# start of SUPPLIED DATA

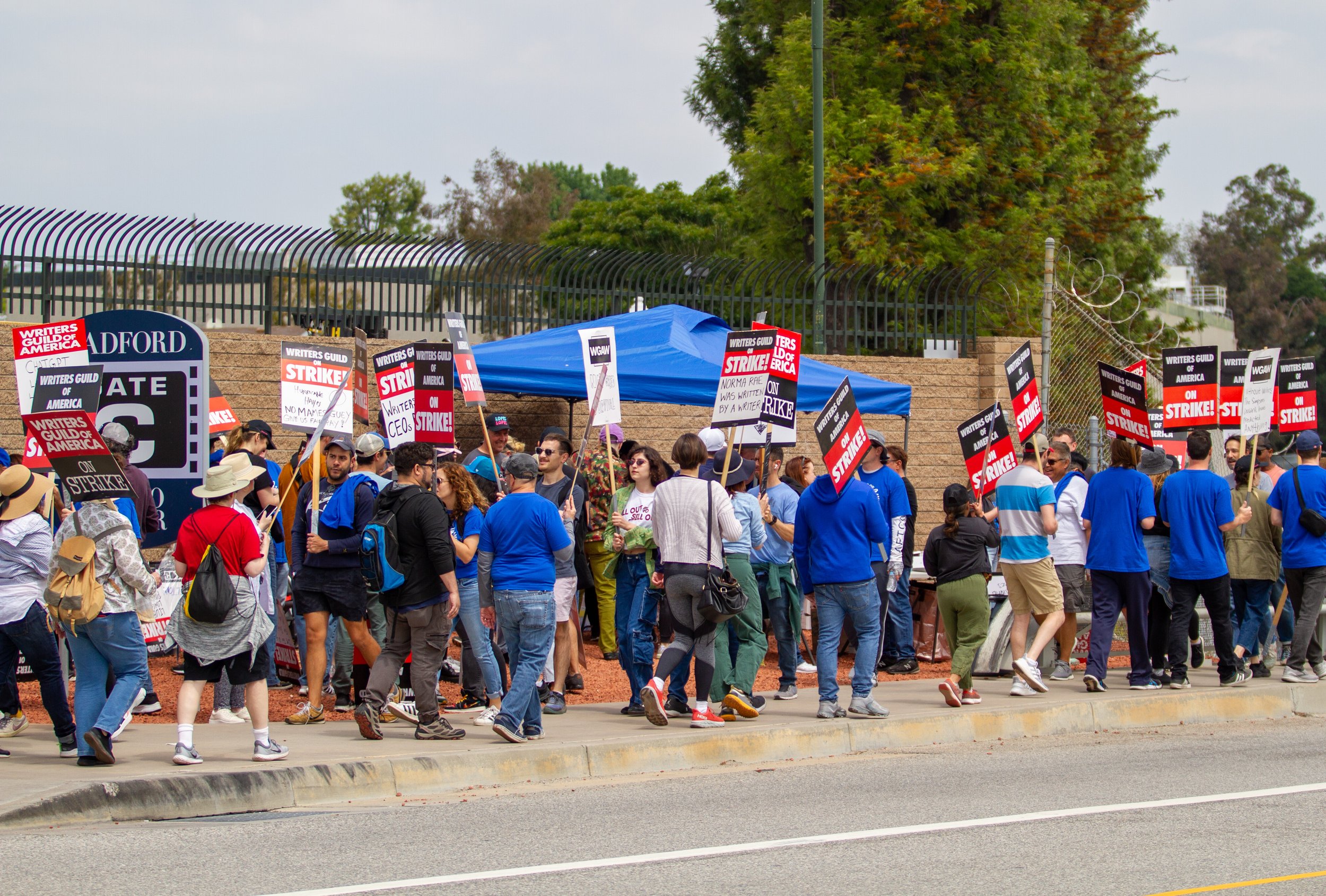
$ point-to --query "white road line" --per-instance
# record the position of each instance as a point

# end of SUPPLIED DATA
# start of SUPPLIED DATA

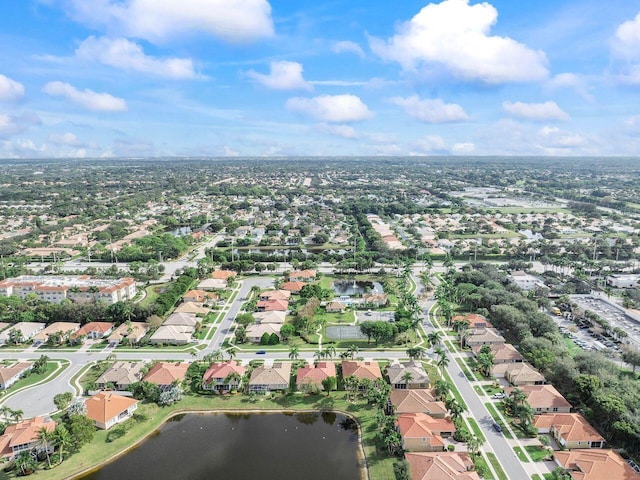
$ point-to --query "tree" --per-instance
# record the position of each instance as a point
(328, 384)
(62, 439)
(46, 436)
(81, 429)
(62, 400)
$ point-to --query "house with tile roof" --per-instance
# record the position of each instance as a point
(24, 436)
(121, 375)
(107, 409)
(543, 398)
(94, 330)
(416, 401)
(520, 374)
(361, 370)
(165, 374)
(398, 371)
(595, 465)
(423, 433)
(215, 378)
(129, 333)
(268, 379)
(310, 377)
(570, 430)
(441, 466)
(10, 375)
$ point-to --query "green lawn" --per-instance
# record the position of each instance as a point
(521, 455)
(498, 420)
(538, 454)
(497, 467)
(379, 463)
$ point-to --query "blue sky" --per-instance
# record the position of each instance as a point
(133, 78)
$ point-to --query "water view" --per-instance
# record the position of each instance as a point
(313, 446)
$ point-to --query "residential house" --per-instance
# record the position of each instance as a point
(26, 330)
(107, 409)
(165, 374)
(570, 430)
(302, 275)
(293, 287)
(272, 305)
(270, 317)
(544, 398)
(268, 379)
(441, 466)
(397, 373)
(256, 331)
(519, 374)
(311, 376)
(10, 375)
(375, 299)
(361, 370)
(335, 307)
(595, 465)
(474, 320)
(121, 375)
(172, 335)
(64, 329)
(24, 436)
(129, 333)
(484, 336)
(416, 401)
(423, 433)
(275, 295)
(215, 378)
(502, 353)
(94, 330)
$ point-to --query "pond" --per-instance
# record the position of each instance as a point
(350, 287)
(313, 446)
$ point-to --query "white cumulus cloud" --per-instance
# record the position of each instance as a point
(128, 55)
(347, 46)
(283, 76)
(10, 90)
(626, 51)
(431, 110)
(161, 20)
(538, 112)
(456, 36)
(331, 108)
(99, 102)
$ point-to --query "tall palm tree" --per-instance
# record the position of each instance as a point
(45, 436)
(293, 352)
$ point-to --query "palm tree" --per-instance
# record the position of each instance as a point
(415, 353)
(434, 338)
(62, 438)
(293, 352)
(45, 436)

# end of SUPPLIED DATA

**YOUR INSTRUCTIONS**
From the entries above, pull out each line that contains the string "tree". Only matches with the same capitalization count.

**SOLUTION**
$ point-to --query "tree" --per-instance
$ point-to --query "tall palm tree" --per-instance
$ point-to --query "palm tree" --per-instance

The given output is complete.